In the text about Mara MacDonald, which programming language did she use with tidal-cycles when she began making music?

Exercise text Start Marker

We are getting somewhere, but there is still not quite enough to describe Naarmnoise. Mara MacDonald (who definitely does not make the worst sounds imaginable), just released her album August and June referring to her own style as, contrastingly, a work of high lyricism and collaboration. She first started creating her work using coding, then slowly building toward a unique sound of her own:
“The way I started making music was with live-coding. I used a program called tidal-cycles, using a programming language called Haskell. It is marginal and a bit dorky. You would type say, bass drum x4 and in one loop it would play the bass drum four times, and then you could put a higher level order on that like every 2 fast four, so every second cycle it would speed up the whole cycle four times, and then you would layer logic like that until you can get very insane IDM sounding generative beats. That was where I started with music. It was a great place to start because people would freak the fuck out. I would project my laptop on a screen and people would be amazed because ‘the code controls the music’. It is the easiest shit in the world. It is just a really elaborate sampler. But it was great to start off with that because you could do it on your computer, and it made for a really interesting performance. I just used it on my university laptop and with no gear whatsoever.”
Although Mara’s methodology might have changed from her earlier coding days, her work still presents a sense of the distant in the familiar, through field recordings and gentle piano interludes. The development of her music, in the same way many of the artists in the scene have a similar journey, comes from those early years, when we are young and we find yourself searching through the internet to find that exact piece of music that ends up coursing through your veins and forms part of your musical DNA:
“For me and others in the scene that I think a lot of people share is just being very young, on the internet, and developing a voracious appetite for the most fucked up, weird music that you can find. When music is this infinite horizon that you can never see the end of, you find those artists that make you ask those questions: Why did they make this? How did they make this?”

Exercise text End Marker
Source data Start Marker

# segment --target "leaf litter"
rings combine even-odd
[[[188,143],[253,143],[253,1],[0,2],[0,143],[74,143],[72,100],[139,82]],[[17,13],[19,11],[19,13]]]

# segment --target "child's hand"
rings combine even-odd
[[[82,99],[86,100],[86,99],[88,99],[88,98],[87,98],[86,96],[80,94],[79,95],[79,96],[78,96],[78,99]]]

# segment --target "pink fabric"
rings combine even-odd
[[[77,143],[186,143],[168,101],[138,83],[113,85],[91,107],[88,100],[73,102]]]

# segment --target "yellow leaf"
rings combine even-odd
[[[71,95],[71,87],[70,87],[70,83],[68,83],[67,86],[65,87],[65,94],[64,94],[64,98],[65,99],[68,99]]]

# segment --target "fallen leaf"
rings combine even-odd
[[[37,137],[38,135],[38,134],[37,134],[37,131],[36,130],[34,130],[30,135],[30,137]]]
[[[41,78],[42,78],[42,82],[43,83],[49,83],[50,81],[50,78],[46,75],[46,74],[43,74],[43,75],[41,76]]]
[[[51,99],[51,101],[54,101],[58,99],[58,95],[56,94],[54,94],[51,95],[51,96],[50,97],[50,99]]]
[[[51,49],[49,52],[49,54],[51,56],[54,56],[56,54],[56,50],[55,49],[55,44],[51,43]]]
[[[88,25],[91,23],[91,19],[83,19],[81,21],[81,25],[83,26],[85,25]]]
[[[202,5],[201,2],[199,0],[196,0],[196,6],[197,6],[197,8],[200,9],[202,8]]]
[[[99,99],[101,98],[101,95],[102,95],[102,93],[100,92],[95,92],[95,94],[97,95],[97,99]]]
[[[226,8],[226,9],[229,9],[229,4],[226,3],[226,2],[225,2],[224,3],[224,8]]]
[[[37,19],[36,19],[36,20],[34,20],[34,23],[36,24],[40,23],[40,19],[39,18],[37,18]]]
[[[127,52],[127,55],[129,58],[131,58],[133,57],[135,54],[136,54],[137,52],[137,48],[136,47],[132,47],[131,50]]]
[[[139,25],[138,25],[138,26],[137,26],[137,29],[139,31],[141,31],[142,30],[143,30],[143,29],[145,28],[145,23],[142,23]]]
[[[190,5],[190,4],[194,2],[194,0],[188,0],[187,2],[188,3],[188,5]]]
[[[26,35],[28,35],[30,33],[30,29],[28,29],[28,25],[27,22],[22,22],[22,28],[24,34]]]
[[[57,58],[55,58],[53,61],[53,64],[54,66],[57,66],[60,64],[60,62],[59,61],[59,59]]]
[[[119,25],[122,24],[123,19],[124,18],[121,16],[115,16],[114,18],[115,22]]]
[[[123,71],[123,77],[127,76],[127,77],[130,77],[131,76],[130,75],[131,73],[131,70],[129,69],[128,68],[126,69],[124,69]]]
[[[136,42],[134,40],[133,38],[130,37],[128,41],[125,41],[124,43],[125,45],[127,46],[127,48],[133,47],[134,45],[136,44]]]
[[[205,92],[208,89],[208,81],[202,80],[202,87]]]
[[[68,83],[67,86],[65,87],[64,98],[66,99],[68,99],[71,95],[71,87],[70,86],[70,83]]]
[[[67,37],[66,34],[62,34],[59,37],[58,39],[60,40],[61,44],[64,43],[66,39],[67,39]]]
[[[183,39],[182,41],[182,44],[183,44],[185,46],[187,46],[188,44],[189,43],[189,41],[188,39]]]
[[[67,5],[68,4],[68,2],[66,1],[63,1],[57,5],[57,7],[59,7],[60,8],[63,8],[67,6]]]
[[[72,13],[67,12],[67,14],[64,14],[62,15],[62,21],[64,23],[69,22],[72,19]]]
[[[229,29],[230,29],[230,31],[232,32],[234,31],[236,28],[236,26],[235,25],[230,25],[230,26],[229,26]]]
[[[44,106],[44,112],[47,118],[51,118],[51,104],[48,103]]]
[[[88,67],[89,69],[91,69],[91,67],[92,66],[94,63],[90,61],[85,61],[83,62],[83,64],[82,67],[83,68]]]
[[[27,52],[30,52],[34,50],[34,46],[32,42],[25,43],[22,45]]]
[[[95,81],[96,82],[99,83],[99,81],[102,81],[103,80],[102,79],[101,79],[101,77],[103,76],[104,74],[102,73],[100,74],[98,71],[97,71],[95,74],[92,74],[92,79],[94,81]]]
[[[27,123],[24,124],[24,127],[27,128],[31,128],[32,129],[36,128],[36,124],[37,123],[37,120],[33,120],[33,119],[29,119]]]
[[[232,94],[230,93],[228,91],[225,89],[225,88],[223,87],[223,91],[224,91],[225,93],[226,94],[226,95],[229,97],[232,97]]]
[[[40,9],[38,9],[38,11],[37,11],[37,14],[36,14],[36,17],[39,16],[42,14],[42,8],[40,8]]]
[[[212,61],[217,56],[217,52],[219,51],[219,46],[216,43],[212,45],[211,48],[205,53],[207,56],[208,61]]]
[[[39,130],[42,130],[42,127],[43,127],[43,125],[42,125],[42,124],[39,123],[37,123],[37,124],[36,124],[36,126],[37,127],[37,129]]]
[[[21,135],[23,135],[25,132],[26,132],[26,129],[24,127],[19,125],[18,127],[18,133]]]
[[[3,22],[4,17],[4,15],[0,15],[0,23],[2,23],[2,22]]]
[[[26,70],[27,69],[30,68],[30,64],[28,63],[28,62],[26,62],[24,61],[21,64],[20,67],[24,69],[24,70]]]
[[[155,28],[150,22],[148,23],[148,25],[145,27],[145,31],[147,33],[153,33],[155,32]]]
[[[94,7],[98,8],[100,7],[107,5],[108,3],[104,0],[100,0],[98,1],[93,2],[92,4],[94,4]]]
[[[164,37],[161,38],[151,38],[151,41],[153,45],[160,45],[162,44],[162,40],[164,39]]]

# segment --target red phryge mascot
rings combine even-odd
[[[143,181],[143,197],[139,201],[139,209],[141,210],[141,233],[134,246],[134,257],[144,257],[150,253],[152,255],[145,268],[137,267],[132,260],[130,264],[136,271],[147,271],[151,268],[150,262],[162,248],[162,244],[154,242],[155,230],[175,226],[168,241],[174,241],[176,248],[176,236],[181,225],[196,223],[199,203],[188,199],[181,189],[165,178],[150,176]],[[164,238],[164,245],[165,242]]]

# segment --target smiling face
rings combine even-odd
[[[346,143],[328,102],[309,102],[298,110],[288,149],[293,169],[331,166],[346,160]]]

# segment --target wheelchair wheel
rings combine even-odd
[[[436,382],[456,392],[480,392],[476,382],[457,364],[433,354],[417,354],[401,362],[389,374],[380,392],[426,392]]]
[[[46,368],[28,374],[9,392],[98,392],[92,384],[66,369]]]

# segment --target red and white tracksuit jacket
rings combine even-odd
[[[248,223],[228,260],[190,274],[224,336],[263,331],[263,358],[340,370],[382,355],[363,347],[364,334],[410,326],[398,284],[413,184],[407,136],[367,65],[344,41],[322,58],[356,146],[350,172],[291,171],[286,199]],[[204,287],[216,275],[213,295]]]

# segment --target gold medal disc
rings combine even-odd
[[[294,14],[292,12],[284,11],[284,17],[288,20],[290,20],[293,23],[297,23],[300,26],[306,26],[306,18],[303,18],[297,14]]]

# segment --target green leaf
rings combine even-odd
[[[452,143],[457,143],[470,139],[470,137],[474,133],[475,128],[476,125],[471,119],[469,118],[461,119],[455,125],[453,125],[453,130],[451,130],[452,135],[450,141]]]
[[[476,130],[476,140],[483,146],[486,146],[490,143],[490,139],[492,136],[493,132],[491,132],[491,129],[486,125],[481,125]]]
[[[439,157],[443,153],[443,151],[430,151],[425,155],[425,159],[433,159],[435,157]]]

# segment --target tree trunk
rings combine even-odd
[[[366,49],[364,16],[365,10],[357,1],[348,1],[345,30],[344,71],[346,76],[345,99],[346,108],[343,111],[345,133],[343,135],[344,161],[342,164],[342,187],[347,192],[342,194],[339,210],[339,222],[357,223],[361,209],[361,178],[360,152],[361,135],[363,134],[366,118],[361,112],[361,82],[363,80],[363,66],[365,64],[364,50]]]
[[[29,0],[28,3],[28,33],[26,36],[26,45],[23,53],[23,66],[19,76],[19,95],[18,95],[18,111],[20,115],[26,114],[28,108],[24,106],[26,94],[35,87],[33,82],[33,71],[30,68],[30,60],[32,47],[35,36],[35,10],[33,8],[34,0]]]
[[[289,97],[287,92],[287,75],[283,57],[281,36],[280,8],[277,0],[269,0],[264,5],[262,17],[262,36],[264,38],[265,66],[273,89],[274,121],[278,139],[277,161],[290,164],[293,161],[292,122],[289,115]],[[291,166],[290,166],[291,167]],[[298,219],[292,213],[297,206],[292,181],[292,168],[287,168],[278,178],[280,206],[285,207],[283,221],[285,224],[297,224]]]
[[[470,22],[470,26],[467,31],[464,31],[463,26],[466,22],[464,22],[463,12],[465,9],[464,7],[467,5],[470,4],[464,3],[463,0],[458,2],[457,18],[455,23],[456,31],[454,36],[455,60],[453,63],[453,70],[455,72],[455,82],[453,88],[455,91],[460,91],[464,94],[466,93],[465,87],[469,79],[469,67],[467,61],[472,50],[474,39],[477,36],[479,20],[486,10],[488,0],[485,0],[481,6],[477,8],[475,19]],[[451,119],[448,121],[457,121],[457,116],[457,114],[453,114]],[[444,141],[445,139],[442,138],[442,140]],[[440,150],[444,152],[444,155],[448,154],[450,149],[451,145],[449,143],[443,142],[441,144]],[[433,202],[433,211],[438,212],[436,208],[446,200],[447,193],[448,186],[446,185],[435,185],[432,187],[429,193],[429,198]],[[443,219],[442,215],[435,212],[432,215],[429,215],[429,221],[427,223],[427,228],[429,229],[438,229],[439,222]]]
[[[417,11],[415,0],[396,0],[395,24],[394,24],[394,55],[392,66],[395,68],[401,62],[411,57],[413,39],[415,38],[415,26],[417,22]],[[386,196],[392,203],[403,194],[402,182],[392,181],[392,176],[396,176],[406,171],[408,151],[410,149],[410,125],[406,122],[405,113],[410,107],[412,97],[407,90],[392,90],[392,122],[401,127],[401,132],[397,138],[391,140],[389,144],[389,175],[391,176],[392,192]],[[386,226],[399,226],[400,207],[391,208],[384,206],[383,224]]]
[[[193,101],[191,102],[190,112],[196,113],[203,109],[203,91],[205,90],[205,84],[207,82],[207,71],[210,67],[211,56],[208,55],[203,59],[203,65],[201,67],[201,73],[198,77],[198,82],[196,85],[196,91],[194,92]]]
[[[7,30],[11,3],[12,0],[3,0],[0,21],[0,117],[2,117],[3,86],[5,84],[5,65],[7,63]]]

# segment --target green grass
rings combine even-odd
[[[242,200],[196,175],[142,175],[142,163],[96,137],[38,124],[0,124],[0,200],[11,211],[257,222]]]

Source data End Marker

Answer: Haskell.